* [Task requirements]
Arrange every line of the records below as a Markdown table with the columns Row and Line. Number the rows in order and leave out blank lines.

* [Record set]
::::::::::
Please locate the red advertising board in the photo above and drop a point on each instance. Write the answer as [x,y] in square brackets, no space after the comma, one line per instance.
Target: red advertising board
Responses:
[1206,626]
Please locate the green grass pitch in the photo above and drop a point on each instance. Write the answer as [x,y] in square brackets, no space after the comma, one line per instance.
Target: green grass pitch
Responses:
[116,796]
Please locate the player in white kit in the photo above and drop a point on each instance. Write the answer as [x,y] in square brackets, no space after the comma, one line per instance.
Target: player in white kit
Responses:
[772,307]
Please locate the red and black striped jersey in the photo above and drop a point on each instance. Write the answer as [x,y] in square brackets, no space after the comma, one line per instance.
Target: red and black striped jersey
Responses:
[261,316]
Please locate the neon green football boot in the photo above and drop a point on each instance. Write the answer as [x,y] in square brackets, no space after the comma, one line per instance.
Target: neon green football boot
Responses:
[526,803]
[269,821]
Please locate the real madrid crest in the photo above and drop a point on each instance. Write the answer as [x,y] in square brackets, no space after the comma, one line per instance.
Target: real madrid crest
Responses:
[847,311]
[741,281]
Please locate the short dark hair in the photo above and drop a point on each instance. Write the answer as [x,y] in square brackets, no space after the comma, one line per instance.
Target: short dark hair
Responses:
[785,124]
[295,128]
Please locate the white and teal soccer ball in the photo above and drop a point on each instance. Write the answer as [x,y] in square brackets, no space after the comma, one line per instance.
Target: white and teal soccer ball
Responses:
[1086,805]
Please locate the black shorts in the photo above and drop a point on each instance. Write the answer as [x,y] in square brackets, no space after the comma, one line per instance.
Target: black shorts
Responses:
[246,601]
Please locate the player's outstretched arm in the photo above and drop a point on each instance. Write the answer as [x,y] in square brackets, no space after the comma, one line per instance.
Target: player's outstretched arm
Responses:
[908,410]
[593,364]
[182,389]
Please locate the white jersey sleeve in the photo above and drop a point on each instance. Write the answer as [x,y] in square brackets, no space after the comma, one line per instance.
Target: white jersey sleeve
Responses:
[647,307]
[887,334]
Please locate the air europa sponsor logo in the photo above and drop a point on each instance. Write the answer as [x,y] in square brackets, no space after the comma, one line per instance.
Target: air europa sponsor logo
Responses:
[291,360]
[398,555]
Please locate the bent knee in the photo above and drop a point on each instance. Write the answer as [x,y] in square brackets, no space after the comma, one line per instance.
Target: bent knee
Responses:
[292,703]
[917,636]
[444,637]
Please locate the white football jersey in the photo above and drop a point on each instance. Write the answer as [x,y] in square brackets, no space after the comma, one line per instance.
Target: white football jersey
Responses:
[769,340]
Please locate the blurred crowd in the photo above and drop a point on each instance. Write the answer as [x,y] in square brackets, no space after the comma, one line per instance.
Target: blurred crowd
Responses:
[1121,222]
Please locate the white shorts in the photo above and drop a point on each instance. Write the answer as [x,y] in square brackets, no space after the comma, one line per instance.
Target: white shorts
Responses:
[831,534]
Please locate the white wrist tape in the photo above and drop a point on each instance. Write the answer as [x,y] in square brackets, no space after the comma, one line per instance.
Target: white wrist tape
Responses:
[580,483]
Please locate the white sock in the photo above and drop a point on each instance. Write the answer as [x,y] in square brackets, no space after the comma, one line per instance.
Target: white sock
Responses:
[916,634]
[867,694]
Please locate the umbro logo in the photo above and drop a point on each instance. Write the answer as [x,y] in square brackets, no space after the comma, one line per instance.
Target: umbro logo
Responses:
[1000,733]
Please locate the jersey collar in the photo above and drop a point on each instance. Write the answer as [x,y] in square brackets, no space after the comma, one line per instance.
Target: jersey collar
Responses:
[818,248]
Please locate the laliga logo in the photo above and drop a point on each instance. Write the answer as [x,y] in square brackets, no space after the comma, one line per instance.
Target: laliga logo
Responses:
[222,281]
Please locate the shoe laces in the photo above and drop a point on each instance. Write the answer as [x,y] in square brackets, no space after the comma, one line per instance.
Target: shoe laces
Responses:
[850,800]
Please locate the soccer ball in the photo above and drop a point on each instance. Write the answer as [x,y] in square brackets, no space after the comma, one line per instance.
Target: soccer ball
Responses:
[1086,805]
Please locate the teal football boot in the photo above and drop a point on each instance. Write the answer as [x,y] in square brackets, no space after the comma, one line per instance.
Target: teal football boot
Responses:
::::::::::
* [In response]
| Row | Line |
|---|---|
| 1 | Please locate the red advertising board in the photo above and drop a point on each instance. Write the answer as [x,y] in square brackets, no space after the comma, one line per instance. |
| 2 | Target: red advertising board |
| 3 | Responses: |
| 4 | [1206,626] |
| 5 | Please locate the green grass pitch in the photo above and drop a point on each instance. Write the answer as [x,y] in square brackets, no space after the comma, one line per instance. |
| 6 | Target: green grass pitch |
| 7 | Responses: |
| 8 | [116,796] |
| 9 | Please locate the player in white kit in the photo above and drop a point on each instance. Write the answer as [x,y] in square brackets, no space after the comma, one line per instance. |
| 10 | Target: player in white kit |
| 11 | Responses: |
| 12 | [772,307] |
| 13 | Please locate the red and black striped jersey in the photo above and drop a point on each instance. Write the answer as [x,y] in square brackets, no space after the comma, one line per instance. |
| 14 | Target: red and black striped jersey |
| 15 | Responses: |
| 16 | [261,316] |
| 17 | Please locate the neon green football boot in the photo above and drop a point on each instance. Write the answer as [x,y] in square brackets, no space after the comma, one line per instance. |
| 18 | Target: neon green football boot |
| 19 | Responses: |
| 20 | [526,803] |
| 21 | [269,821] |
| 22 | Please locate the real madrid crest in the photo above and drop a point on each instance. Write the answer as [x,y] in square brackets, no space after the comma, one line per instance. |
| 23 | Target: real madrid crest |
| 24 | Responses: |
| 25 | [847,311] |
| 26 | [741,281] |
| 27 | Please locate the short dark hair in the photo above and drop a point on each instance. Write the answer as [x,y] in square brackets, no space after the comma, one line per instance. |
| 28 | Target: short dark hair |
| 29 | Responses: |
| 30 | [785,124] |
| 31 | [295,128] |
| 32 | Please locate the white and teal soccer ball in the photo above and drop a point on each instance. Write the answer as [x,y] in square brackets, no space after the comma, one line per instance. |
| 33 | Target: white and teal soccer ball |
| 34 | Responses: |
| 35 | [1086,805] |
| 36 | Please locate the black shorts in the photo above and drop a point on each instance. Write the answer as [x,y] in square brackets, no space after the comma, one line per instance. |
| 37 | Target: black shorts |
| 38 | Responses: |
| 39 | [246,601] |
| 40 | Please locate the player's outstretched arm in the photo above and drop a point on each instance. Write the answer as [x,y] in square brackets, no space after the comma, one line per instance. |
| 41 | Target: player's outstretched arm |
| 42 | Responses: |
| 43 | [908,410] |
| 44 | [593,364] |
| 45 | [182,389] |
| 46 | Please locate the white jersey sleeve in the photo above and drop a point on each instance. Write the answer as [x,y] in square brackets, no space after the comma, one line per instance. |
| 47 | Target: white jersey sleeve |
| 48 | Responses: |
| 49 | [647,307] |
| 50 | [887,334] |
| 51 | Please locate the air europa sponsor logo in the photo above and drop a point on each instance. Write the answer as [x,y] in square brackets, no space after the comma, one line per instance. |
| 52 | Target: air europa sponsor logo |
| 53 | Responses: |
| 54 | [291,360] |
| 55 | [398,555] |
| 56 | Please locate the bent knee in the photo above and drop a point on each instance. Write the answer as [x,y] in square brackets, no space after the comma, one line per instance. |
| 57 | Target: bent knee |
| 58 | Responses: |
| 59 | [292,703] |
| 60 | [917,636] |
| 61 | [444,637] |
| 62 | Please locate the white football jersey in the photo above and drop a point on each instance. Write the answer as [x,y] in square brackets, no space after the comma, one line per instance. |
| 63 | Target: white football jersey |
| 64 | Responses: |
| 65 | [769,340] |
| 66 | Please locate the blurred crowd in the photo above and drop a point on each instance. Write the answer as [x,y] in square brackets, no space after the comma, one line per instance. |
| 67 | Target: blurred crowd |
| 68 | Responses: |
| 69 | [1121,222] |
| 70 | Please locate the white shorts in the photo above and drop a point on each instance. Write the answer as [x,y] in square brackets, no space after the comma, one line per instance. |
| 71 | Target: white shorts |
| 72 | Responses: |
| 73 | [831,534] |
| 74 | Please locate the white wrist tape in the photo above and drop a point on each instance. Write the answer as [x,y] in square brackets, no space after the comma, one line per instance. |
| 75 | Target: white wrist tape |
| 76 | Responses: |
| 77 | [580,483] |
| 78 | Please locate the white sock in the photo above and drop a point on each instance. Write the answer as [x,y] in square brackets, no space after the comma, one line per instance. |
| 79 | Target: white sock |
| 80 | Responses: |
| 81 | [916,634] |
| 82 | [867,694] |
| 83 | Please locate the umbro logo in the photo above and drop a point on each instance. Write the answer as [x,y] in square brackets, no space after the comma, one line per instance. |
| 84 | Target: umbro logo |
| 85 | Responses: |
| 86 | [1000,733] |
| 87 | Please locate the jersey collar in the photo above and drop a point on each instance. Write the answer as [x,y] in square brackets, no space after the comma, one line per instance. |
| 88 | Target: jersey collar |
| 89 | Responses: |
| 90 | [818,248] |
| 91 | Please locate the laliga logo in the photo above and drop a point on each instance. Write the answer as [x,y] in square brackets, no space after the comma, one line per instance. |
| 92 | Target: laliga logo |
| 93 | Responses: |
| 94 | [222,281] |
| 95 | Please locate the shoe laces in the photo above and drop a point on each instance. Write the answer as [x,y] in square brackets, no space after the comma, one line per instance. |
| 96 | Target: shoe laces |
| 97 | Responses: |
| 98 | [850,800] |
| 99 | Please locate the soccer ball in the photo above and drop a point on each instance. Write the answer as [x,y] in square brackets, no space after the comma, one line per instance. |
| 100 | Target: soccer ball |
| 101 | Responses: |
| 102 | [1086,805] |
| 103 | Please locate the teal football boot in the photo above and drop a point on each instance. Write the answer as [x,y] in square brackets, no space after the comma, one line per instance. |
| 104 | Target: teal football boot |
| 105 | Responses: |